── Trecho selecionado
Em seguida devemos tratar do efeito da paixão de Cristo. E, primeiro do modo pelo qual o produziu. Segundo, do efeito em si. Na primeira questão discutem-se seis artigos:
O primeiro discute-se assim. — Parece que a Paixão de Cristo não causou a nossa salvação a modo de mérito.
1. — Pois, os princípios das paixões não estão em nós. Ora, ninguém merece nem é louvado senão em virtude de um princípio em si existente. Logo, a Paixão de Cristo nada operou em nós a modo de mérito.
2. Demais. — Cristo desde o princípio da sua concepção mereceu tanto para si como para nós, segundo se disse. Ora, é supérfluo merecer alguém de novo o que já antes merecera. Logo, Cristo pela sua Paixão não mereceu a nossa salvação.
3. Demais. — A raiz do mérito é a caridade. Ora, a caridade de Cristo não aumentou mais na Paixão, que antes. Logo, não mereceu a nossa salvação mais, sofrendo, que antes. Mas, em contrário, àquilo do Apóstolo — Pelo que Deus o exaltou - diz Agostinho: A humildade da paixão é o mérito da glória; a glória é o prêmio da humildade. Ora, Cristo foi o glorificado, não só em si mesmo, mas também nos seus fiéis, como ele próprio o disse. Logo, parece que Cristo mereceu a salvação dos seus fiéis.
────
── Dados do conjunto
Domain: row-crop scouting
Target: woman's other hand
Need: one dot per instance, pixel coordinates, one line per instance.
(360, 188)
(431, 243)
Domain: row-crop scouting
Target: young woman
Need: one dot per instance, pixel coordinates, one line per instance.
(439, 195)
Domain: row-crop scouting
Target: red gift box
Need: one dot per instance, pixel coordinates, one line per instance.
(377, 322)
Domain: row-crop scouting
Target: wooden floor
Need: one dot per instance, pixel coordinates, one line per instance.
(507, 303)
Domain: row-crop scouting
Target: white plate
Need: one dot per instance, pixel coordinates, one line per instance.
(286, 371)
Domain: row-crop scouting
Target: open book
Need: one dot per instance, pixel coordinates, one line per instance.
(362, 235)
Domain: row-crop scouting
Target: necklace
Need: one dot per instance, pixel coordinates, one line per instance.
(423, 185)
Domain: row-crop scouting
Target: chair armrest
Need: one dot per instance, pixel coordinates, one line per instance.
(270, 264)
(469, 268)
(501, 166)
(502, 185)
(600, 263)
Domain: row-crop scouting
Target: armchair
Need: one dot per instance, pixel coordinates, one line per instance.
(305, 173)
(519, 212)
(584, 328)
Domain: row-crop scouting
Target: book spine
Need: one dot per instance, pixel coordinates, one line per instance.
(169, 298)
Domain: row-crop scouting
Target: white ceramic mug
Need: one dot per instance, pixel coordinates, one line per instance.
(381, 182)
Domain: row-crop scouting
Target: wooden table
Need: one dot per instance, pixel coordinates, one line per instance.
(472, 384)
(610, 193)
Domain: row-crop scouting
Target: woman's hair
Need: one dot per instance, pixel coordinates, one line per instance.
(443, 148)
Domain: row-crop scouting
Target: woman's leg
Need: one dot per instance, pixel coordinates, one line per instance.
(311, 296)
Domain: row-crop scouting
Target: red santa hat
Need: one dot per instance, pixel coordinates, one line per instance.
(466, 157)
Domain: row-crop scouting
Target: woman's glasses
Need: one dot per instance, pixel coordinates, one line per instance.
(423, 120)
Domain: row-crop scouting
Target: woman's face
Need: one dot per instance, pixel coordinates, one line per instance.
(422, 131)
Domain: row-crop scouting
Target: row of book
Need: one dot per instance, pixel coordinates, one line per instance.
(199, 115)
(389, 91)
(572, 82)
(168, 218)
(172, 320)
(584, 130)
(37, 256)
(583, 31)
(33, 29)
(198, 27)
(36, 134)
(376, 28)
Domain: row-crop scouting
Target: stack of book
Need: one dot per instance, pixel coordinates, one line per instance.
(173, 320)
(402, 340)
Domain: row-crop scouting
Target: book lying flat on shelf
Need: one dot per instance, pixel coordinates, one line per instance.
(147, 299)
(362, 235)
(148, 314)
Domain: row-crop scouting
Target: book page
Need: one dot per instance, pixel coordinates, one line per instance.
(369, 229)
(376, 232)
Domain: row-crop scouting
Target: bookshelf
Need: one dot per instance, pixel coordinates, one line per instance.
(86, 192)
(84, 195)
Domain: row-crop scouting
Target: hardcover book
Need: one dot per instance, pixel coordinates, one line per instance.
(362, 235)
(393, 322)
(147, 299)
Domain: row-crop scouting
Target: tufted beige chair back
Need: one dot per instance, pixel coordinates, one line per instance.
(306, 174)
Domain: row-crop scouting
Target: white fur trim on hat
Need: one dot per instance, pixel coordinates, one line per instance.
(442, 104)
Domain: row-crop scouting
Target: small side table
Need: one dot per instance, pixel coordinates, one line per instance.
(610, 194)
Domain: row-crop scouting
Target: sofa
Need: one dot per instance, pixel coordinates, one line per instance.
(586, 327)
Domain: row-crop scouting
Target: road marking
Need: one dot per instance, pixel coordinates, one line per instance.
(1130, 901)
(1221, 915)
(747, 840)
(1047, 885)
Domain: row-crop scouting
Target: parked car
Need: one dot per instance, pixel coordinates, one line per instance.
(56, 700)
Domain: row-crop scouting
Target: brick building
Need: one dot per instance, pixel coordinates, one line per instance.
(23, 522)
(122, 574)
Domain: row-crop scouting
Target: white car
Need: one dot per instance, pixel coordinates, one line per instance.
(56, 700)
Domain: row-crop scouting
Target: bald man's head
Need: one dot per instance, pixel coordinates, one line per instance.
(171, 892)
────
> [Enunciado da tarefa]
Retome o texto sobre o mérito da Paixão de Cristo e dê-lhe continuidade a partir da última frase apresentada.

> [Resultado final]
SOLUÇÃO. — Como dissemos, a Cristo foi dada à graça, não só como a uma pessoa singular, mas enquanto cabeça da Igreja, de modo que dele redundasse para os membros dela. Por isso as obras de Cristo estão para o mesmo e para as suas obras, assim como estão às obras de um homem constituído em graça para com ele próprio. Ora, é manifesto que quem, constituído em graça, sofre pela justiça, por isso mesmo merece para si a salvação, segundo aquilo do Apóstolo: Bem-aventurados os que padecem perseguição por amor da justiça. Por onde, Cristo, pela sua paixão, merecem a salvação não somente para si mas também para todos os seus membros.
DONDE A RESPOSTA À PRIMEIRA OBJEÇÃO. — Apaixão, como tal, procede de um princípio exterior. Mas, enquanto sofrida por um paciente voluntariamente, procede de um princípio interno.
RESPOSTA À SEGUNDA. — Cristo, desde o princípio da sua concepção, mereceu-nos a salvação eterna. Mas, de nosso lado, certos impedimentos constituíam um obstáculo a conseguirmos o efeito dos méritos precedentes. Por isso, a fim de remover esses impedimentos é que Cristo teve de sofrer, como dissemos.
RESPOSTA À TERCEIRA. — A Paixão de Cristo teve certo efeito que não tiveram os méritos precedentes; não por causa de uma caridade maior, mas pelo gênero da obra, que era concordante com esse efeito, como ficou claro pelas razões supra - aduzidas referentes à conveniência da Paixão de Cristo.
O segundo discute-se assim. — Parece que a Paixão de Cristo não causou a nossa salvação a modo de satisfação.
1. — Quem pecou é que deve dar satisfação, como demonstram as outras partes da penitência; assim, quem pecou deve arrepender-se e confessar o pecado. Ora, Cristo não pecou segundo o diz a Escritura: O qual não cometeu pecado. Logo, não satisfez pela sua Paixão própria.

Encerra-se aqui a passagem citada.